| INFORMATION PROVIDED |
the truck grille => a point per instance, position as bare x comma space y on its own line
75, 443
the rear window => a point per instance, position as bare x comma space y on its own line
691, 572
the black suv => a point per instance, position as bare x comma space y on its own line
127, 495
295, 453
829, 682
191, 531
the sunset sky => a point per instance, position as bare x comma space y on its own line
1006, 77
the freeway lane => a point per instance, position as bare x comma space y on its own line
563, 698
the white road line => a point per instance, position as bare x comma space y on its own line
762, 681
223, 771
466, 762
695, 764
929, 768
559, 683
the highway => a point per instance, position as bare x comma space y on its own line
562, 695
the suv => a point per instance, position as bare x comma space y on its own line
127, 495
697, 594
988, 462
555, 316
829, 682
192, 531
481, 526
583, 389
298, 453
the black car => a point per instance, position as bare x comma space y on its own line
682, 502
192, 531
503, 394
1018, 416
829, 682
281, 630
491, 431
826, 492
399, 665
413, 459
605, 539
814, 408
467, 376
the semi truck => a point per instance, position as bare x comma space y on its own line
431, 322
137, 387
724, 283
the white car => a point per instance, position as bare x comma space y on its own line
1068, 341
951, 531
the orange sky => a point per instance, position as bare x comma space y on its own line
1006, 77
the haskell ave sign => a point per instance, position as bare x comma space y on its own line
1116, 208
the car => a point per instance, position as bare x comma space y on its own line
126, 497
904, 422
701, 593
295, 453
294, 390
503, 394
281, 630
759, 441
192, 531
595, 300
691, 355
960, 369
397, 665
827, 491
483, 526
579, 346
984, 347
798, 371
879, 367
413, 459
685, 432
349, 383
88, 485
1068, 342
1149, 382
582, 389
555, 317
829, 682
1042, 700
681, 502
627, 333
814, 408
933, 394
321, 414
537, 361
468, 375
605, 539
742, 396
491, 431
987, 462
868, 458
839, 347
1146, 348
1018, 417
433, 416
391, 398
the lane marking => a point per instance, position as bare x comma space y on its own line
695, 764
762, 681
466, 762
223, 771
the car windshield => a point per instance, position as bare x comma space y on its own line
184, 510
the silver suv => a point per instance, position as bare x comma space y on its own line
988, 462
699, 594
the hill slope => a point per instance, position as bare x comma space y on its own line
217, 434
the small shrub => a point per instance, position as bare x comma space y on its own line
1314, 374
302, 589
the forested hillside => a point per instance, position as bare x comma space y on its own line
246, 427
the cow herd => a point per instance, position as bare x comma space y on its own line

| TASK DESCRIPTION |
Copy out the rows above without changing anything, from the line containing "the silver suv" through the last line of the rows.

| RESULT OF THE TASK |
the silver suv => a point per instance, position as bare x comma space y on its own line
988, 462
699, 594
the hill slope => a point per instance, position as bare x comma space y on its own line
217, 434
the small shrub => a point per instance, position as bare x comma space y on its own line
1314, 374
302, 589
the forested hillside => a point per instance, position as bare x comma space y on its own line
246, 427
the cow herd => a point per instance, position as bare x comma space y on its own line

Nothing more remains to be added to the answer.